* _THE REQUEST_
Extract each record and reproduce it exactly.

* _ENTRIES SUPPLIED_
• • • • • • •
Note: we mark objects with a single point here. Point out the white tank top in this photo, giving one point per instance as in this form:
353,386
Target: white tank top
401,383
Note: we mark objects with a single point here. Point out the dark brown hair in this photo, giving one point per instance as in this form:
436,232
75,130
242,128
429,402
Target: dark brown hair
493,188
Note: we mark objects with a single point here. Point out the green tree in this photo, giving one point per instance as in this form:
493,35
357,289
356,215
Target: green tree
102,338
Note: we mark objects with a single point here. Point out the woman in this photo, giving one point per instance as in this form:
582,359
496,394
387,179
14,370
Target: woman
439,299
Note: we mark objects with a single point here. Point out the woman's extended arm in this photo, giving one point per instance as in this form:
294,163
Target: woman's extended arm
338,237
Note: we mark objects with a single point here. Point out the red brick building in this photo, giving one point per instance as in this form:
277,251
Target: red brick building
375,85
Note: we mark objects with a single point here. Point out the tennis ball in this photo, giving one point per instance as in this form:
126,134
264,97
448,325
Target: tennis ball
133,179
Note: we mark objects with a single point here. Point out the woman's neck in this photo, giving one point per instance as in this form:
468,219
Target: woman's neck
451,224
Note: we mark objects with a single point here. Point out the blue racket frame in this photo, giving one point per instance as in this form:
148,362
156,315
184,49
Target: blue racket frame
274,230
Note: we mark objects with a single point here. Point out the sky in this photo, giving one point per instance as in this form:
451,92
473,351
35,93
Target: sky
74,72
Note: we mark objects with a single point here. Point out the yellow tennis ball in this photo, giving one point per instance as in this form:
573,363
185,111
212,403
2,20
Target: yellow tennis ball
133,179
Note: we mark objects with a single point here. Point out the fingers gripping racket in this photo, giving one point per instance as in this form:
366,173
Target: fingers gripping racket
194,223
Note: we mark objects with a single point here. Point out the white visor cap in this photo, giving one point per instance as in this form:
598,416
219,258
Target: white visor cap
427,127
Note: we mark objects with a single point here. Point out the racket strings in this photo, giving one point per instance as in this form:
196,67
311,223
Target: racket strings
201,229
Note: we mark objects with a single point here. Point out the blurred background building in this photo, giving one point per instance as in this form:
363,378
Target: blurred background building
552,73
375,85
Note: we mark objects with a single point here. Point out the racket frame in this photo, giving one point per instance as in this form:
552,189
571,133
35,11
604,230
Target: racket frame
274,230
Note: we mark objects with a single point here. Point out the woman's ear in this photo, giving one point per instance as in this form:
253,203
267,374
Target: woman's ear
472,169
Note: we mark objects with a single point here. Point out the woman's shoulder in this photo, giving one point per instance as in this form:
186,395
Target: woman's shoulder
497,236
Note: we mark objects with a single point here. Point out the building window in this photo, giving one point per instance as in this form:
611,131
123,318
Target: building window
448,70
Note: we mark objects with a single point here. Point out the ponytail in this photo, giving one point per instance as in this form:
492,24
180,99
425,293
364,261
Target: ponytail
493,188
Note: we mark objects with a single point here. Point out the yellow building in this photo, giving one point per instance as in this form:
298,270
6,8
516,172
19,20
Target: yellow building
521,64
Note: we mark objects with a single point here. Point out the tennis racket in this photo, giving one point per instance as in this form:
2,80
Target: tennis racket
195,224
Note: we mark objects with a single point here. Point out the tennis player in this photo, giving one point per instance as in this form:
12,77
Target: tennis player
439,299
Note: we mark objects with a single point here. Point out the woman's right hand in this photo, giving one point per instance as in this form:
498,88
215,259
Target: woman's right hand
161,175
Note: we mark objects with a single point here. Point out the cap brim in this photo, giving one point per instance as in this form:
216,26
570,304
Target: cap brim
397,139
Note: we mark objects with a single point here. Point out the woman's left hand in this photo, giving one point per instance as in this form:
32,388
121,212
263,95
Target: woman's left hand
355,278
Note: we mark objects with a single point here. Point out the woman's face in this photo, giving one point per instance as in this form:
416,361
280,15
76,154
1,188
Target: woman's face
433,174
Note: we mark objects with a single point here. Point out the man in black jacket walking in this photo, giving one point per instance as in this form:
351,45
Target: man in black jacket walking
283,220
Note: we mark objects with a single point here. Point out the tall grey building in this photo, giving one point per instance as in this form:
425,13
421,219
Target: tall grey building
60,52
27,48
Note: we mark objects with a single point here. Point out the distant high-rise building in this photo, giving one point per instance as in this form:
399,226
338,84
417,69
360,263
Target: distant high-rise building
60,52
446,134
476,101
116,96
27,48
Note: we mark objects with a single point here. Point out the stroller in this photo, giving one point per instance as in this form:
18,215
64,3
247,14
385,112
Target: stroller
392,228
• • • • • • •
* _SOLUTION FOR THIS TASK_
Note: we mark objects with a single point here. Point out the white tank top in this photo, giving one point per instance as in this form:
353,386
Target: white tank top
401,383
Note: we mark objects with a single point here. Point out the dark brown hair in this photo, giving one point per instance as in this form:
436,232
75,130
242,128
429,402
Target: dark brown hair
493,188
Note: we mark objects with a single point here. Point out the green tree in this photo, giving one point per instance as in this form:
493,35
357,289
356,215
Target: green tree
102,338
Note: we mark objects with a single point here. Point out the woman in this photo, giving one point per instance as in this form:
582,359
496,394
387,179
14,370
Target: woman
439,299
Note: we mark objects with a single point here. Point out the woman's extended arm in this photo, giving one point per instance as in this form:
294,163
Target: woman's extended arm
338,237
Note: we mark objects with a single point here. Point out the red brick building in this photo, giving one point per instance as in this form:
277,251
Target: red brick building
375,85
Note: we mark objects with a single point here. Point out the tennis ball in this photo, giving one point per instance as in this form:
126,134
264,97
448,325
Target: tennis ball
133,179
Note: we mark objects with a single point here. Point out the woman's neck in this photo, giving one point per instance as in this form:
468,219
Target: woman's neck
451,224
Note: we mark objects with a single point here. Point out the blue racket frame in this photo, giving one point per instance as in this form:
148,362
156,315
184,49
Target: blue racket frame
274,230
Note: we mark objects with a single point here. Point out the sky in this photo, giving one point per instance as in this form:
451,92
473,351
35,93
Target: sky
74,72
Note: we mark objects with a single point here. Point out the yellow tennis ball in this photo, giving one point per instance as in this form:
573,363
185,111
212,403
2,20
Target: yellow tennis ball
133,179
Note: we mark objects with a single point here. Point out the fingers gripping racket in this photo, giving one point per instance as in this form:
366,173
Target: fingers gripping racket
194,223
Note: we mark objects with a single point here. Point out the white visor cap in this photo, giving one point per instance as in this form:
598,416
219,258
Target: white visor cap
427,127
Note: we mark objects with a single point here. Point out the racket strings in this photo, giving one point per instance as in this form:
196,67
311,223
Target: racket strings
201,229
Note: we mark objects with a single point here. Point out the blurred background building in this photo, giving one point per instance as in this form:
363,378
Target: blurred background building
552,73
375,85
Note: we mark objects with a single point here. Point out the racket frame in this photo, giving one point per instance as in this form:
552,189
571,133
35,11
604,230
Target: racket frame
274,230
Note: we mark objects with a single point here. Point out the woman's ear in this photo, giving one point per instance as in this form:
253,203
267,374
Target: woman's ear
472,169
Note: we mark objects with a single point here. Point out the woman's shoulder in this photo, giving one point per instance as in this form:
186,395
Target: woman's shoulder
497,236
Note: we mark objects with a single point here. Point out the building window in this photo, giving one point per instance as in this form:
611,131
123,318
Target: building window
448,70
Note: we mark objects with a single point here. Point out the ponytail in this photo, giving one point per instance as in this form:
492,24
180,99
425,293
364,261
Target: ponytail
493,188
Note: we mark objects with a single point here. Point out the yellow building in this photo, giving one point per instance as in this form:
298,270
6,8
516,172
19,20
Target: yellow building
521,64
Note: we mark objects with a single point here. Point out the tennis racket in this photo, giving one point per instance as in this form:
2,80
Target: tennis racket
195,224
Note: we mark objects with a single point here. Point out the tennis player in this photo, giving one point per instance as in this form:
12,77
Target: tennis player
439,299
Note: we mark objects with a single point here. Point out the woman's right hand in this photo, giving one point per instance as in this form:
498,88
215,259
Target: woman's right hand
161,175
Note: we mark objects with a single point here. Point out the cap brim in this photo, giving one point per instance as in this form:
216,26
570,304
Target: cap brim
397,139
Note: we mark objects with a single point here. Point out the woman's left hand in this photo, giving one point per instance as in this form:
32,388
121,212
263,95
Target: woman's left hand
355,278
Note: we mark objects with a single point here. Point out the woman's face in this photo, giving one point per instance as in this form:
416,361
280,15
76,154
1,188
Target: woman's face
433,174
Note: we mark objects with a single point here. Point out the man in black jacket walking in this photo, giving one point per instance as in this form:
351,45
Target: man in black jacket walking
283,220
Note: we mark objects with a single point here. Point out the tall grey building in this photo, giving one point per instance as in this form:
425,13
421,219
Target: tall grey building
60,52
27,48
Note: we mark objects with a single point here. Point out the distant high-rise building in this photo, giving one point per instance as in this form:
399,226
338,84
417,69
360,263
Target: distant high-rise building
60,52
446,134
476,101
116,96
27,48
Note: we mark objects with a single point here. Point out the stroller in this photo, giving one point per instance as in this form:
18,215
64,3
247,14
385,112
Target: stroller
392,228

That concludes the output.